DOCUMENT SECTION Start Marker

Each of the heart’s four valves – aortic, mitral, pulmonary, tricuspid – has its own distinct role in pumping blood throughout the body. Because each role is vital, any heart valve problem can become a serious medical condition.

“Without treatment, prognosis of severe valve disease is very poor,” says Dr. Charles Cole, a cardiovascular and thoracic surgeon who practices at Washington Regional Cardiovascular and Thoracic Surgery Clinic. “For instance, once someone is diagnosed with symptomatic aortic stenosis, their life expectancy without treatment is less than two years. But, with treatment, their life expectancy completely normalizes.”

Although some valve diseases are caused by heart defects that were present at birth, the risk of developing heart valve disease increases with age. Aortic valve stenosis is one of the most common heart valve diseases, with more than 20% of older Americans affected. Stenosis describes a valve that has narrowed due to a gradual buildup of calcium. This restricts blood flow to the heart and reduces oxygen supply to the body.

Symptoms may be barely noticeable – even for severe valve problems – or strong symptoms may occur suddenly. Because the warning signs are unpredictable, it’s important to tell your health care provider any time you notice new or worsening symptoms such as:

  • Chest pain with or without exertion
  • Rapid fluttering heartbeat
  • Shortness of breath
  • Faintness or lightheadedness
  • Increased exhaustion after activity
  • Swollen ankles and feet
  • Difficulty sleeping

“If a patient is having shortness of breath, or worsening shortness of breath, or chest pain or lightheadedness, they should call their primary care provider immediately,” Dr. Cole says. There are many causes for such symptoms, he explains, but if the primary care provider suspects a heart valve problem, the next step may be an echocardiogram or ultrasound of the heart.

For those who are diagnosed with valve disease, several factors will go into developing an appropriate treatment plan. Medication may help relieve some symptoms but cannot correct a damaged valve. “Treatment options include surgical valve repair, surgical valve replacement or transcatheter valve replacement, also known as TAVR,” Dr. Cole says. “It depends on the type of valve pathology the patient has, and what is best for that patient. We offer all these treatment options at Washington Regional.”

DOCUMENT SECTION End Marker
STORED DATA Start Marker

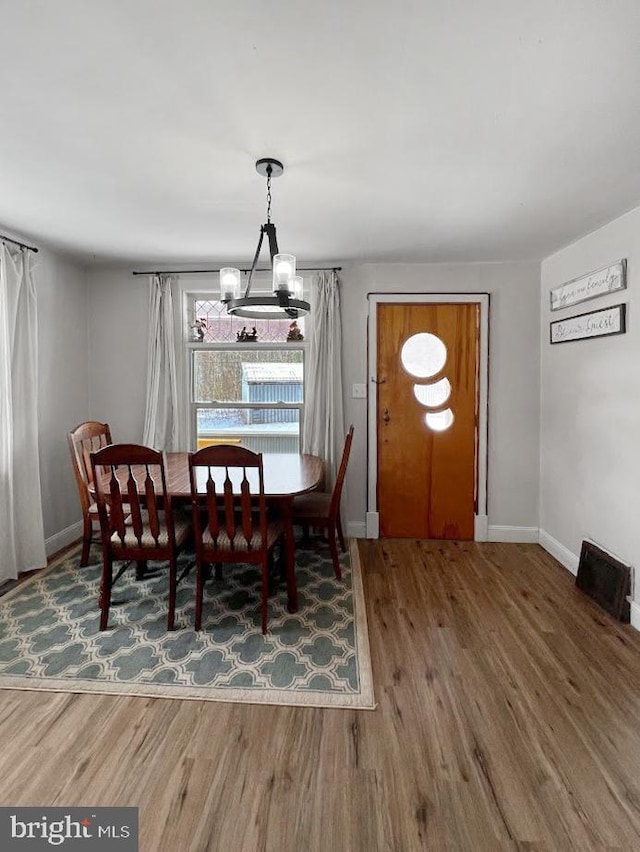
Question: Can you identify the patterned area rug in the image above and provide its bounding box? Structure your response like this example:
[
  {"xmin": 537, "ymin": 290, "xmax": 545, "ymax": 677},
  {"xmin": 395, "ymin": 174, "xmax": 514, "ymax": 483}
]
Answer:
[{"xmin": 0, "ymin": 542, "xmax": 375, "ymax": 709}]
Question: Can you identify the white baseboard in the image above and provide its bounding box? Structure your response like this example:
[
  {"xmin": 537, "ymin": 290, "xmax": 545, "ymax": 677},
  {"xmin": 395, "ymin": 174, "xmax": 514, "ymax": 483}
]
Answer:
[
  {"xmin": 347, "ymin": 521, "xmax": 367, "ymax": 538},
  {"xmin": 540, "ymin": 530, "xmax": 580, "ymax": 574},
  {"xmin": 487, "ymin": 524, "xmax": 540, "ymax": 544},
  {"xmin": 44, "ymin": 521, "xmax": 82, "ymax": 556}
]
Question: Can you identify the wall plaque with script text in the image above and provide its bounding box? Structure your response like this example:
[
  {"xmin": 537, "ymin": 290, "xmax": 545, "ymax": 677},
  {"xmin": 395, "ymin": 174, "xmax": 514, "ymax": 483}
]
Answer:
[
  {"xmin": 549, "ymin": 304, "xmax": 627, "ymax": 343},
  {"xmin": 550, "ymin": 260, "xmax": 627, "ymax": 311}
]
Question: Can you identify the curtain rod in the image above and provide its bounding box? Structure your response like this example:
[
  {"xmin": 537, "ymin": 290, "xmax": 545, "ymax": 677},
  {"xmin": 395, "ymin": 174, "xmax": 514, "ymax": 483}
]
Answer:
[
  {"xmin": 0, "ymin": 234, "xmax": 38, "ymax": 254},
  {"xmin": 132, "ymin": 266, "xmax": 342, "ymax": 275}
]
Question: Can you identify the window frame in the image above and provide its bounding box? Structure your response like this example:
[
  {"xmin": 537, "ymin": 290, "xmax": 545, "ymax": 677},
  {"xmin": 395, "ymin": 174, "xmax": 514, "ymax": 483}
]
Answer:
[{"xmin": 182, "ymin": 296, "xmax": 309, "ymax": 452}]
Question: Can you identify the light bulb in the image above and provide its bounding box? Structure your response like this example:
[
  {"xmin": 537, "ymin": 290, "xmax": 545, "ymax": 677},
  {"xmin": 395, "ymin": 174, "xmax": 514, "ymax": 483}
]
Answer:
[
  {"xmin": 220, "ymin": 266, "xmax": 240, "ymax": 302},
  {"xmin": 273, "ymin": 254, "xmax": 296, "ymax": 293}
]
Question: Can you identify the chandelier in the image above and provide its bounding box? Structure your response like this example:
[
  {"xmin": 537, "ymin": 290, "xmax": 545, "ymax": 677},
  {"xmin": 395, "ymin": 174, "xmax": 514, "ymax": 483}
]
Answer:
[{"xmin": 220, "ymin": 157, "xmax": 310, "ymax": 319}]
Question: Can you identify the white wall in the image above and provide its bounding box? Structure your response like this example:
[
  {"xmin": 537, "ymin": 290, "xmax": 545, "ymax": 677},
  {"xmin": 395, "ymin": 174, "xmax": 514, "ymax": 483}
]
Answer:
[
  {"xmin": 34, "ymin": 250, "xmax": 89, "ymax": 553},
  {"xmin": 87, "ymin": 263, "xmax": 540, "ymax": 538},
  {"xmin": 341, "ymin": 263, "xmax": 540, "ymax": 540},
  {"xmin": 87, "ymin": 268, "xmax": 149, "ymax": 443},
  {"xmin": 540, "ymin": 208, "xmax": 640, "ymax": 600}
]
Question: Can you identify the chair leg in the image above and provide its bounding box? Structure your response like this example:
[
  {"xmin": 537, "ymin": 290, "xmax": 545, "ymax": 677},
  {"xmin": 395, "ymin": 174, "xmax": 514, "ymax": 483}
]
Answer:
[
  {"xmin": 80, "ymin": 517, "xmax": 93, "ymax": 568},
  {"xmin": 99, "ymin": 553, "xmax": 113, "ymax": 630},
  {"xmin": 195, "ymin": 558, "xmax": 204, "ymax": 630},
  {"xmin": 261, "ymin": 557, "xmax": 269, "ymax": 633},
  {"xmin": 336, "ymin": 512, "xmax": 347, "ymax": 553},
  {"xmin": 329, "ymin": 524, "xmax": 342, "ymax": 580},
  {"xmin": 167, "ymin": 554, "xmax": 178, "ymax": 630}
]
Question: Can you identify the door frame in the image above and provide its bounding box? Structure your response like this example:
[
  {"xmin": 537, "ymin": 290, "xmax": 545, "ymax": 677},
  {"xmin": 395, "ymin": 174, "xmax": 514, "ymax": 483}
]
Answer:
[{"xmin": 366, "ymin": 293, "xmax": 489, "ymax": 541}]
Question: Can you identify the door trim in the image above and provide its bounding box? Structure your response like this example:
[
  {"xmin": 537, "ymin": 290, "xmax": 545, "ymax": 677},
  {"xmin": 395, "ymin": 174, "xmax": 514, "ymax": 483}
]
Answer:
[{"xmin": 366, "ymin": 293, "xmax": 489, "ymax": 541}]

STORED DATA End Marker

Update the part of the heart valve article that begins with "Although some valve" and ends with "to the body.", replacing "calcium" with "plaque".

▶ [SOLUTION FOR THIS PROBLEM]:
Although some valve diseases are caused by heart defects that were present at birth, the risk of developing heart valve disease increases with age. Aortic valve stenosis is one of the most common heart valve diseases, with more than 20% of older Americans affected. Stenosis describes a valve that has narrowed due to a gradual buildup of plaque. This restricts blood flow to the heart and reduces oxygen supply to the body.